[Collected data]
-=-=-

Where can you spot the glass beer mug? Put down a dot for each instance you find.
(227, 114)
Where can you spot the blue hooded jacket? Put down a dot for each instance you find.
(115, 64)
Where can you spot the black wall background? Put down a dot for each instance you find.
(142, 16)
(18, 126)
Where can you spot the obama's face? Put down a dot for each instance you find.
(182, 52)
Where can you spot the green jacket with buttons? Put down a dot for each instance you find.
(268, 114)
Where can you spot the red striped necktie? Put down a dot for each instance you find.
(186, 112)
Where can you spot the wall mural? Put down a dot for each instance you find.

-=-=-

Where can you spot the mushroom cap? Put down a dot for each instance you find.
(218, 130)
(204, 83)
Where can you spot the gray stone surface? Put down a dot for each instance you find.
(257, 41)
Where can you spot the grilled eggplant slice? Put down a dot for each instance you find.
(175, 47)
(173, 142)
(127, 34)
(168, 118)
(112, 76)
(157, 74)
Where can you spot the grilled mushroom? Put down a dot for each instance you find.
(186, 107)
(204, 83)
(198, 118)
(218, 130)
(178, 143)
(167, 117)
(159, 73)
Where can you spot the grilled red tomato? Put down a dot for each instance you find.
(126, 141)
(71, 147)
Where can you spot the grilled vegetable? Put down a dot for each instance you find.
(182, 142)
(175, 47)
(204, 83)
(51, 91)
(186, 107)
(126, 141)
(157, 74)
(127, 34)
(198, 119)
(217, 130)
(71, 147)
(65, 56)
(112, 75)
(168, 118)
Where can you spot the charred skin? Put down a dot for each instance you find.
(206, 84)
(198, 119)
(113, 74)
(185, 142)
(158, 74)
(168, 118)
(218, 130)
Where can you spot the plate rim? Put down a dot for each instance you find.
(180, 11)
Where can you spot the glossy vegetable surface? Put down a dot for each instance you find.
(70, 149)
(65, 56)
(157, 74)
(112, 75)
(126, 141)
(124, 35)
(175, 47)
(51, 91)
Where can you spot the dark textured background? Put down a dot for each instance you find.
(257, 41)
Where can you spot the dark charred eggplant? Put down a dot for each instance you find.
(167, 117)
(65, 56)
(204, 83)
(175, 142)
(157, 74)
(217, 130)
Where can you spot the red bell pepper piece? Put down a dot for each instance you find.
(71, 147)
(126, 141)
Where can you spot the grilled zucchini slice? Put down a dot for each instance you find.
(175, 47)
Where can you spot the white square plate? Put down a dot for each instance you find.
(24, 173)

-=-=-

:: THE TASK ::
Replace "jacket" with "coat" in the entries from the line with "Where can you spot the glass" to the line with "Where can you spot the wall", and give those lines again with everything else unchanged.

:: THE RESULT ::
Where can you spot the glass beer mug? Put down a dot for each instance you find.
(227, 114)
Where can you spot the blue hooded coat? Put down a dot for each instance you find.
(115, 64)
Where can you spot the black wall background? Put down a dot for each instance you find.
(142, 16)
(18, 126)
Where can you spot the obama's face? Put down a dot for each instance you find.
(182, 52)
Where can you spot the green coat with buttons? Put down a dot for each instance you find.
(268, 114)
Where can you spot the red striped necktie? Put down a dot for each instance you find.
(186, 112)
Where can you spot the wall mural? Put down a dot for each instance you find.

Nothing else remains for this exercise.